**Task item**:
Retype the data exactly, so that every line matches the original.

Stored data entries:
- - -

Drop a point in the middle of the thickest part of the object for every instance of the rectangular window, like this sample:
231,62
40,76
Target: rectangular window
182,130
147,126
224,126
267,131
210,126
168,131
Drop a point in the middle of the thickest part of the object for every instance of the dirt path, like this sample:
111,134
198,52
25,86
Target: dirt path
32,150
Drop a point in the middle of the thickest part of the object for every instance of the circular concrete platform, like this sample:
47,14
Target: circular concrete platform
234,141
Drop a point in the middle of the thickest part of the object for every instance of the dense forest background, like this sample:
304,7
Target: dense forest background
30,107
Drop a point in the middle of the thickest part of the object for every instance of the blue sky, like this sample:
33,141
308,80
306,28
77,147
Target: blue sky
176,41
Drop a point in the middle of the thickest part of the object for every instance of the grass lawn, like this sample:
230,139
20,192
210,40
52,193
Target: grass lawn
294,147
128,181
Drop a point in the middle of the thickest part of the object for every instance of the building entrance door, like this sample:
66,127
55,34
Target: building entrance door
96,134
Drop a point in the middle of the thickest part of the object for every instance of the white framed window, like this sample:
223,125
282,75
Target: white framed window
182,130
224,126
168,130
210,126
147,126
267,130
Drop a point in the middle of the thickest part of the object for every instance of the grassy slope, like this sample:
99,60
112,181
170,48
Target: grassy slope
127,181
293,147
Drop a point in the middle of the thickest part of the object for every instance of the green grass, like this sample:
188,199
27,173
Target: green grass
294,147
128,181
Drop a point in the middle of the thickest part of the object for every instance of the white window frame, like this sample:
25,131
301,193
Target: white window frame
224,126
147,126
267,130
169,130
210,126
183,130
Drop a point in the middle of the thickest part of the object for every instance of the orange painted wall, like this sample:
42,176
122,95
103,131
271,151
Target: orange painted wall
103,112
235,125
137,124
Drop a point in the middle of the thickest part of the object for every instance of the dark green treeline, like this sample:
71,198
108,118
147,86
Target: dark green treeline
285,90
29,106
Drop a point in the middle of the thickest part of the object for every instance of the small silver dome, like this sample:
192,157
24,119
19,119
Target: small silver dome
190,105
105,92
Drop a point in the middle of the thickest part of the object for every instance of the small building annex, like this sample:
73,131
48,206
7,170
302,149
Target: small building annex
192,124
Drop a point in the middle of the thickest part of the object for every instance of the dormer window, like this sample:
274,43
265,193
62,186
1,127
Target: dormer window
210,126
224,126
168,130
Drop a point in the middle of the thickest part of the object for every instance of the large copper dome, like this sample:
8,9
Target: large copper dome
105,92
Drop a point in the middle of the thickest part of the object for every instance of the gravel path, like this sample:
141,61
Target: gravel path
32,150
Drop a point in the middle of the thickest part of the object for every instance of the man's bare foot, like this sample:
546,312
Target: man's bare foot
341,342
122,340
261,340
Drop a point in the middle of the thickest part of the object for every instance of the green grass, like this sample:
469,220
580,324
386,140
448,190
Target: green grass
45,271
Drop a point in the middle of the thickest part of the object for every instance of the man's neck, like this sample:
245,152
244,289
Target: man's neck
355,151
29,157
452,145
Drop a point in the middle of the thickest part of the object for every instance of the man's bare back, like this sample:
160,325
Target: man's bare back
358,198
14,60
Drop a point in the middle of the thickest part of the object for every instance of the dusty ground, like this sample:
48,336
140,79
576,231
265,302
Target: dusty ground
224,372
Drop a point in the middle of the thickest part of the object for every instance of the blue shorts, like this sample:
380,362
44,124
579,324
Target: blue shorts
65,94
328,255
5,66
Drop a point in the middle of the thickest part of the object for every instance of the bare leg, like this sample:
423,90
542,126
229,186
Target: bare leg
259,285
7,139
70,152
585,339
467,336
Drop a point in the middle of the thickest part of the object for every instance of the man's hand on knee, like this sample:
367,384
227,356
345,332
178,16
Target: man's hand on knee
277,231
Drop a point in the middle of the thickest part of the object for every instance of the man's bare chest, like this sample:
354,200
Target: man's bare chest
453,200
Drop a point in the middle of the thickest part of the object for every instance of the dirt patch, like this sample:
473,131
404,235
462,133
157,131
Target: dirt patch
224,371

- - -

**Task answer**:
Drop a point in the middle of the thickest part of the object for every instance of the rectangular window, like this sample:
231,62
40,76
Target: rectangular window
182,130
147,126
224,126
267,131
210,126
168,131
Drop a point in the middle of the thickest part of the object for every instance of the dirt path, like this sample:
111,134
198,52
25,86
Target: dirt path
32,150
Drop a point in the middle of the thickest part of the object for every instance of the circular concrete platform, like this sample:
47,14
Target: circular concrete platform
234,141
Drop a point in the middle of the thickest part of the object for every instance of the dense forest background, like this sample:
304,7
Target: dense forest background
30,107
Drop a point in the middle of the thickest part of the object for every instance of the blue sky, like this sample:
33,141
308,80
306,28
77,147
Target: blue sky
176,41
Drop a point in the middle of the thickest part of the object for every instance of the grass lawn, like this sample:
230,139
20,192
210,40
52,193
Target: grass lawn
294,147
128,181
Drop a point in the middle of the thickest part of the object for every instance of the building entrance door, like this sample:
66,127
55,34
Target: building entrance door
96,134
Drop a point in the middle of the thickest part of the object for every instance of the white framed window, like this sample:
223,125
282,75
Target: white framed window
182,130
224,126
168,130
210,126
147,126
267,130
Drop a point in the middle of the thickest part of the object for every instance of the grassy slope, like this sample:
99,60
112,181
170,48
Target: grassy slope
127,181
293,147
Drop a point in the middle of the thickest part of the object for every instance of the green grass, like this sample:
188,199
27,173
Target: green grass
294,147
128,181
Drop a point in the middle of the thickest part of the object for every instance of the white window frame, like this sample:
25,131
301,193
Target: white window frame
224,126
147,126
267,130
169,130
210,126
183,130
Drop a point in the middle of the thickest part of the object for every instance of the orange painted wall, like this sample:
42,176
122,95
103,131
271,151
Target: orange painted wall
103,112
235,125
137,124
Drop a point in the middle of the thickest part of the object for every instance of the dark green treeline, like this sample:
71,198
108,118
147,86
Target: dark green treeline
285,90
29,106
Drop a point in the middle of the thickest part of the object for every instance of the small silver dome, like this sample:
192,157
24,119
19,119
Target: small silver dome
190,105
105,92
Drop a point in the middle of the thickest part of the object for every instance of the small building annex, like this sample:
73,131
48,206
7,170
302,149
Target: small building annex
192,124
Drop a point in the middle of the thickest part of the object for every instance of the dormer window, like this sample:
274,43
265,193
62,186
1,127
Target: dormer window
210,126
224,126
168,130
Drop a point in the middle of the thickest part of the object for every instance of the large copper dome, like this sample:
8,9
Target: large copper dome
105,92
Drop a point in the middle of the thickest part of the object for every instance of the gravel path, like this sample:
141,61
Target: gravel path
32,150
Drop a point in the middle of the thickest part of the object for every instance of the man's bare foot, like this sample:
546,312
Target: man's bare foot
341,342
122,340
261,340
Drop a point in the middle of the thickest part of the object for every instance of the green grass, like this sample:
469,220
580,324
386,140
448,190
Target: green grass
45,271
Drop a point in the middle of the thickest part of the object for every instance of the man's neck, like this sample:
245,152
244,289
Target: man's neck
355,151
29,157
452,145
Drop a point in the middle of the thickest part of the object for every instance of the man's bare back, like this sample:
160,325
Target: man's bare back
358,198
14,60
Drop a point in the middle of the thickest part of the object for every instance of the dusty ground, like this sample:
48,336
140,79
576,231
265,302
Target: dusty ground
224,372
Drop a point in the middle of the thickest part of the object for every instance of the blue shorts, like this sample:
380,362
44,124
579,324
Target: blue shorts
65,94
328,255
5,66
Drop a point in the middle of the thickest part of the object for every instance of the bare leg, like this sample:
423,90
542,126
229,186
Target: bare leg
259,285
7,139
70,152
585,339
467,336
Drop a point in the middle of the thickest part of the object for every instance of the man's hand on knee, like this sample:
367,384
227,356
345,332
178,16
Target: man's hand on knee
277,231
Drop a point in the middle of the thickest part of the object for every instance of the man's bare chest, like this sample:
354,200
Target: man's bare chest
453,200
Drop a point in the middle of the thickest part of the object for every instance of the dirt patch, like this sample:
473,131
404,235
462,133
157,131
Target: dirt patch
224,371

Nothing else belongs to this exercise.